[Collected data]

+ + + +

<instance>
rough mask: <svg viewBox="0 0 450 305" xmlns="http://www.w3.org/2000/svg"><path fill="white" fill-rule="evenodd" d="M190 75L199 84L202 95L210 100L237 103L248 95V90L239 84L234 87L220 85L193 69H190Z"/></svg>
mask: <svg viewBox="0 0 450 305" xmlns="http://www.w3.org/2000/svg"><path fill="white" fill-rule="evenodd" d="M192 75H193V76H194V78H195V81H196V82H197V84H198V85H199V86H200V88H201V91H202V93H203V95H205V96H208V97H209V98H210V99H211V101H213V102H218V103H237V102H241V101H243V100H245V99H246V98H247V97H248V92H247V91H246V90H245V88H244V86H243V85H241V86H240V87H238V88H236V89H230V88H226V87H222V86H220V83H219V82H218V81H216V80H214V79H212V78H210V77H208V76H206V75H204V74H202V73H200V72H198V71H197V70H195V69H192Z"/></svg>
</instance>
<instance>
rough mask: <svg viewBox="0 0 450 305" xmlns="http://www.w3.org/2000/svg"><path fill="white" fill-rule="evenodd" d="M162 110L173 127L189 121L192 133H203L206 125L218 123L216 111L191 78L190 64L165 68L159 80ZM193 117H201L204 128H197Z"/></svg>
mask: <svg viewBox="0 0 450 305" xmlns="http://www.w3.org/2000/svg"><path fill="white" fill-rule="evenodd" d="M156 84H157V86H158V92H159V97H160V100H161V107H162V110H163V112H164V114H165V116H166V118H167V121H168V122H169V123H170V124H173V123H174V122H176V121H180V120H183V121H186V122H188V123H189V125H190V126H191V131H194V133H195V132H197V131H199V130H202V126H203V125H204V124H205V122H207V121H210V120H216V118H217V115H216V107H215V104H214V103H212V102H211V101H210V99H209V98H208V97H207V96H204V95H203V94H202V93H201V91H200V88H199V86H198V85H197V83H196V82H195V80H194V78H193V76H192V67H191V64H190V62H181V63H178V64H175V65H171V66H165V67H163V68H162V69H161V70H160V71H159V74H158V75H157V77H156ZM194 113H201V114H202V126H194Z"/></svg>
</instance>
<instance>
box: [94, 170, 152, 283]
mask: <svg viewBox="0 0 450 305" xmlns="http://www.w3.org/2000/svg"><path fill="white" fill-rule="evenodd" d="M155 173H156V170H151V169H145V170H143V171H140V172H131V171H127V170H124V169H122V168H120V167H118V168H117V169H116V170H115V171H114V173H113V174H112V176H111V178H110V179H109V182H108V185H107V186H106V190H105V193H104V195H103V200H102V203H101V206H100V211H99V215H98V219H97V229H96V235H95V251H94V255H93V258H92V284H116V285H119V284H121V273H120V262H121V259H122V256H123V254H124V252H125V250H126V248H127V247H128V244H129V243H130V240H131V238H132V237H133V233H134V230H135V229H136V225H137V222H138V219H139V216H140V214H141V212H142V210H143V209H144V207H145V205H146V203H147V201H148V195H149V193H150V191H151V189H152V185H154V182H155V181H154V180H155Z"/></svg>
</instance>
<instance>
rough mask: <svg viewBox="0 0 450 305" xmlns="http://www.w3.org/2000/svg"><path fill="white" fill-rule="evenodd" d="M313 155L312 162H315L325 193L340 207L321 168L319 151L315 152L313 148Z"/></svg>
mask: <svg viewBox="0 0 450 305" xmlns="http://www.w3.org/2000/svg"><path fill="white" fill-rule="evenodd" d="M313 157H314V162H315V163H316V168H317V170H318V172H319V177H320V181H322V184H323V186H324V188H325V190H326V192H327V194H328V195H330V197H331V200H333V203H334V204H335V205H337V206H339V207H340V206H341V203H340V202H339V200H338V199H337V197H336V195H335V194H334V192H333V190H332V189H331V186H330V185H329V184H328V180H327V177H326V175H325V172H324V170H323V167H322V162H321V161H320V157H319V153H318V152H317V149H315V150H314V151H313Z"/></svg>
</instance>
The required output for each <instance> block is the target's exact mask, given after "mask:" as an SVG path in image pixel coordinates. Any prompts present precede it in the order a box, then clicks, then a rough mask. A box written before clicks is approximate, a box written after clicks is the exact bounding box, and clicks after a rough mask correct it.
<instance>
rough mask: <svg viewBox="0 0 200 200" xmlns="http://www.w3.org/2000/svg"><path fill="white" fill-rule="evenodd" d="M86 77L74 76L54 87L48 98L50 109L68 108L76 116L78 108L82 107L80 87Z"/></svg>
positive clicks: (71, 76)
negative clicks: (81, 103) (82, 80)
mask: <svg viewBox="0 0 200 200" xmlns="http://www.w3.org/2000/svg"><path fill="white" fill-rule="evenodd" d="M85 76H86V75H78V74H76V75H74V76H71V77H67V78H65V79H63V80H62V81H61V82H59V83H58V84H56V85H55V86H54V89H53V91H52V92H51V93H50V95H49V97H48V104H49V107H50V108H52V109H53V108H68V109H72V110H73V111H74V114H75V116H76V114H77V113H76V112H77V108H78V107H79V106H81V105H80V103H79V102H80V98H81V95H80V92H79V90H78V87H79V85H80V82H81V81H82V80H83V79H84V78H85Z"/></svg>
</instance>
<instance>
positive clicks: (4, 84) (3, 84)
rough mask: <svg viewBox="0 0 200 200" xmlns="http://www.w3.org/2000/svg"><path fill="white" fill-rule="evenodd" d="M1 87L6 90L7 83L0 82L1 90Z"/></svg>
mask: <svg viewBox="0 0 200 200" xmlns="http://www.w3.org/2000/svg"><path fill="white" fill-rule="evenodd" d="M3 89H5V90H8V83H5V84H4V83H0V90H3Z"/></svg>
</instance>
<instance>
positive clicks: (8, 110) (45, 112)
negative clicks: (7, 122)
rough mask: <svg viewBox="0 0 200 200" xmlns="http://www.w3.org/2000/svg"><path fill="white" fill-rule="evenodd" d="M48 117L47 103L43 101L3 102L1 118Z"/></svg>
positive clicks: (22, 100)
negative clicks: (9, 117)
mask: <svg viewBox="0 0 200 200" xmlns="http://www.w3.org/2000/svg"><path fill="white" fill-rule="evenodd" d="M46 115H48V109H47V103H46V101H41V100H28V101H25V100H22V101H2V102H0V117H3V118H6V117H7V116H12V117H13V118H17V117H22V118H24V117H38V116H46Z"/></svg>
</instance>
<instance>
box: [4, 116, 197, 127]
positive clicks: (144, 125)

+ + + +

REQUIRED WORK: Reproduce the records exactly as they appear.

SOLUTION FOR THIS TASK:
<instance>
rough mask: <svg viewBox="0 0 450 305" xmlns="http://www.w3.org/2000/svg"><path fill="white" fill-rule="evenodd" d="M190 75L199 84L202 95L210 100L237 103L248 95V90L239 84L234 87L220 85L193 69H190Z"/></svg>
mask: <svg viewBox="0 0 450 305" xmlns="http://www.w3.org/2000/svg"><path fill="white" fill-rule="evenodd" d="M192 75H193V76H194V78H195V81H196V82H197V84H198V85H199V86H200V88H201V91H202V93H203V95H205V96H208V97H209V98H210V99H211V101H213V102H218V103H237V102H241V101H243V100H245V99H246V98H247V97H248V92H247V91H246V90H245V88H244V86H243V85H241V86H240V87H238V88H236V89H230V88H226V87H222V86H220V83H219V82H218V81H216V80H214V79H212V78H210V77H208V76H206V75H204V74H202V73H200V72H198V71H197V70H195V69H192Z"/></svg>
</instance>
<instance>
rough mask: <svg viewBox="0 0 450 305" xmlns="http://www.w3.org/2000/svg"><path fill="white" fill-rule="evenodd" d="M162 110L173 127L189 121L192 133H203L206 125L218 123L216 111L191 78L190 64L165 68L159 80ZM193 117H201L204 128H197Z"/></svg>
mask: <svg viewBox="0 0 450 305" xmlns="http://www.w3.org/2000/svg"><path fill="white" fill-rule="evenodd" d="M156 84H157V86H158V92H159V97H160V100H161V107H162V110H163V112H164V114H165V116H166V118H167V121H168V122H169V123H170V124H173V123H174V122H176V121H180V120H183V121H186V122H188V123H189V125H190V126H191V131H194V133H195V132H197V131H199V130H202V126H203V125H204V124H205V122H207V121H210V120H216V118H217V115H216V107H215V104H214V103H212V102H211V101H210V99H209V98H208V97H207V96H204V95H203V94H202V93H201V91H200V88H199V86H198V85H197V83H196V82H195V80H194V78H193V76H192V67H191V64H190V62H181V63H178V64H175V65H171V66H165V67H163V68H162V69H161V70H160V71H159V74H158V75H157V77H156ZM194 113H201V114H202V126H194Z"/></svg>
</instance>
<instance>
box: [94, 170, 152, 283]
mask: <svg viewBox="0 0 450 305" xmlns="http://www.w3.org/2000/svg"><path fill="white" fill-rule="evenodd" d="M155 173H156V170H151V169H145V170H143V171H140V172H131V171H127V170H124V169H122V168H120V167H118V168H117V169H116V170H115V171H114V173H113V174H112V176H111V178H110V179H109V182H108V185H107V186H106V190H105V193H104V195H103V200H102V203H101V206H100V211H99V215H98V219H97V229H96V235H95V251H94V255H93V258H92V284H116V285H119V284H121V273H120V262H121V259H122V256H123V254H124V252H125V250H126V248H127V247H128V244H129V243H130V240H131V238H132V237H133V233H134V230H135V229H136V225H137V222H138V219H139V216H140V214H141V212H142V210H143V209H144V207H145V205H146V203H147V201H148V195H149V193H150V191H151V189H152V185H154V182H155V181H154V180H155Z"/></svg>
</instance>
<instance>
rough mask: <svg viewBox="0 0 450 305" xmlns="http://www.w3.org/2000/svg"><path fill="white" fill-rule="evenodd" d="M313 155L312 162H315L325 193L340 207L321 168L319 151L315 152L313 148Z"/></svg>
mask: <svg viewBox="0 0 450 305" xmlns="http://www.w3.org/2000/svg"><path fill="white" fill-rule="evenodd" d="M313 157H314V162H315V163H316V168H317V170H318V172H319V177H320V181H322V184H323V186H324V188H325V190H326V192H327V194H328V195H330V197H331V200H333V203H334V204H335V205H337V206H339V207H340V206H341V203H340V202H339V200H338V199H337V197H336V195H335V194H334V192H333V190H332V189H331V186H330V185H329V184H328V180H327V177H326V175H325V172H324V170H323V167H322V162H321V161H320V157H319V153H318V152H317V149H315V150H314V151H313Z"/></svg>
</instance>
The required output for each <instance> block is the target's exact mask, given after "mask:" as an SVG path in image pixel coordinates. Any prompts present precede it in the order a box, then clicks, then a rough mask. A box written before clicks is approximate, a box written after clicks is the exact bounding box, and clicks after a rough mask correct it.
<instance>
rough mask: <svg viewBox="0 0 200 200" xmlns="http://www.w3.org/2000/svg"><path fill="white" fill-rule="evenodd" d="M86 77L74 76L54 87L48 98L50 109L68 108L76 116L78 108L82 107L80 87Z"/></svg>
positive clicks: (71, 76)
negative clicks: (81, 103) (82, 80)
mask: <svg viewBox="0 0 200 200" xmlns="http://www.w3.org/2000/svg"><path fill="white" fill-rule="evenodd" d="M85 76H86V75H78V74H76V75H74V76H71V77H67V78H65V79H63V80H62V81H61V82H59V83H58V84H56V85H55V86H54V89H53V91H52V92H51V93H50V95H49V97H48V104H49V107H50V108H52V109H53V108H68V109H72V110H73V111H74V114H75V116H76V114H77V113H76V112H77V108H78V107H79V106H81V105H80V103H79V102H80V98H81V95H80V92H79V90H78V87H79V85H80V82H81V81H82V80H83V79H84V78H85Z"/></svg>
</instance>
<instance>
positive clicks: (4, 84) (3, 84)
rough mask: <svg viewBox="0 0 200 200" xmlns="http://www.w3.org/2000/svg"><path fill="white" fill-rule="evenodd" d="M1 87L6 90L7 83L0 82L1 90Z"/></svg>
mask: <svg viewBox="0 0 200 200" xmlns="http://www.w3.org/2000/svg"><path fill="white" fill-rule="evenodd" d="M3 89H5V90H8V83H5V84H4V83H0V90H3Z"/></svg>
</instance>
<instance>
positive clicks: (8, 110) (45, 112)
negative clicks: (7, 122)
rough mask: <svg viewBox="0 0 200 200" xmlns="http://www.w3.org/2000/svg"><path fill="white" fill-rule="evenodd" d="M48 117L47 103L43 101L3 102L1 118Z"/></svg>
positive clicks: (22, 100)
negative clicks: (9, 117)
mask: <svg viewBox="0 0 200 200" xmlns="http://www.w3.org/2000/svg"><path fill="white" fill-rule="evenodd" d="M46 115H48V109H47V103H46V101H41V100H28V101H25V100H22V101H2V102H0V117H3V118H6V117H7V116H12V117H13V118H17V117H22V118H24V117H38V116H46Z"/></svg>
</instance>
<instance>
box: [4, 116, 197, 127]
positive clicks: (144, 125)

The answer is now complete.